◆ EXERCISE A: Transcribe the portion of the Ash Wednesday passage below, beginning at the words "Text: Matthew 6:1-6, 16-21;" and stopping after the words "for being here.".
[BEGIN GIVEN PASSAGE]
Friday, April 21, 2017

Liminal Lent

Ash Wednesday                                                                                         March 1, 2017
Central United Methodist Church, Muskegon

Text: Matthew 6:1-6, 16-21; II Corinthians 12:1-10

            It is an honor to be here with you this evening.  Thank you for the invitation.  Thank you for being here.
            This particular night in the Christian calendar is unique, and, from the perspective of the wider culture, it is a both odd and unaccounted for.  You won’t find any “Ash Wednesday” cards at the Hallmark store, or displays of Lenten prayer beads or ashes in a necklace.  Ash Wednesday, the beginning of Lent, is steeped in ritual, and for some even in the Christian faith, ritual can seem cold and stiff.  Many of our fellow Christians do not mark this night, but we ought also to note that for many in our own tradition, worshipping on Ash Wednesday does not have deep roots.  In the 1945 Book of Worship for The Methodist Church, there is no ritual or order of worship for Ash Wednesday at all.  In the 1965 Book of Worship, a copy of which I was given when ordained an elder, there was an order of service for Ash Wednesday, but it did not include ashes.
[END GIVEN PASSAGE]
◆ EXERCISE B: Restate every one of the rows that follow word for word, without any alteration.
[BEGIN RECORD EXTRACTS]
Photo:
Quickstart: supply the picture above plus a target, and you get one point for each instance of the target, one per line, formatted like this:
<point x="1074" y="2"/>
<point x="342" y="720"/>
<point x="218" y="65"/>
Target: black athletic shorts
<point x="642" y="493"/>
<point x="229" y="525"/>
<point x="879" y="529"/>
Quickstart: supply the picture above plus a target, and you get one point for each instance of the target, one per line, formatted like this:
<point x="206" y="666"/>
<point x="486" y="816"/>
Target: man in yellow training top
[END RECORD EXTRACTS]
◆ EXERCISE RESPONSE A:
Text: Matthew 6:1-6, 16-21; II Corinthians 12:1-10

            It is an honor to be here with you this evening.  Thank you for the invitation.  Thank you for being here.

◆ EXERCISE RESPONSE B:
Photo:
Quickstart: supply the picture above plus a target, and you get one point for each instance of the target, one per line, formatted like this:
<point x="1074" y="2"/>
<point x="342" y="720"/>
<point x="218" y="65"/>
Target: black athletic shorts
<point x="642" y="493"/>
<point x="229" y="525"/>
<point x="879" y="529"/>
Quickstart: supply the picture above plus a target, and you get one point for each instance of the target, one per line, formatted like this:
<point x="206" y="666"/>
<point x="486" y="816"/>
Target: man in yellow training top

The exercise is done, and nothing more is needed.